### Selected text
Signiphoridae (historically also known as Thysanidae) is a small family of parasitic wasps in the superfamily Chalcidoidea. The roughly 80 species are placed in four genera.

==Diagnosis==
The Signiphoridae range in size from 0.2 to 1.5 mm. They are usually black, brown, or yellowish, occasionally with salmon pink or white details, but never metallic. Cuticle sculpturing is very light when compared to families such as the Eurytomidae or Chalcididae.

The main diagnostic characteristics are:
- The metasoma is sessile (no "wasp waist"); the propodeum has a medium triangular zone.
- The antennal club is long, unsegmented, and preceded by one to four ring-like segments ("annelli").
- The wings have medium to long marginal setae, short postmarginal and stigmal veins, and no, one or two setae on the membrane.

==Habitat==
Chartocerus and Thysanus have cosmopolitan distributions. The only formal record for Clytina is from Eastern Europe. Signiphora, which represents more than half of the known species, is primarily Neotropical.

==Biology==
Most species have been reared in association with scale insects, mealybugs, aphids, psyllids and flies (chamaemyiids, gall-making chloropids, and drosophilid predators of scale insects. They can be either parasitoids or hyperparasitoids. While parasitoids contribute to control populations of other insects, hyperparasitoids can disrupt systems under biological control.

[Stored entries]
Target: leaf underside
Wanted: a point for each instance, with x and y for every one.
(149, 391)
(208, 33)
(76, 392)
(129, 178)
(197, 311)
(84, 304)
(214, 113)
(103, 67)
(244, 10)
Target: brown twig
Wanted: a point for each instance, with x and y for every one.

### Study questions
1. Revise the Signiphoridae wasp text from "Signiphoridae (historically also" to "medium triangular zone.", substituting "iridescent" for "metallic".
2. Write the next part of the text on Signiphoridae wasps, continuing from its final sentence.

### Results of the tasks
1.
Signiphoridae (historically also known as Thysanidae) is a small family of parasitic wasps in the superfamily Chalcidoidea. The roughly 80 species are placed in four genera.

==Diagnosis==
The Signiphoridae range in size from 0.2 to 1.5 mm. They are usually black, brown, or yellowish, occasionally with salmon pink or white details, but never iridescent. Cuticle sculpturing is very light when compared to families such as the Eurytomidae or Chalcididae.

The main diagnostic characteristics are:
- The metasoma is sessile (no "wasp waist"); the propodeum has a medium triangular zone.

2.
==Systematics and classification==
Woolley (1988) made several changes in the classification at genus and species level after a phylogenetic analysis of the family. The available generic names in this group are Signiphora Ashmead, Thysanus Walker, Chartocerus Motschulsky, Clytina Erdös, Neosigniphora Rust, Kerrichiella Rozanov, Rozanoviella Subba Rao, Xana Kurdjumov, Matritia Mercet, Signiphorina Nikol'skaya and Neocales Risbec. The four last names are under synonymy or considered as subgenera in Chartocerus. Rozanoviella and Kerrichiella are synonymized under Signiphora. Neosigniphora is synonymized under Thysanus. Hence, currently only four genera are valid. Subfamilies are not recognized.

Signiphoridae are believed to be most closely related to azotine aphelinids.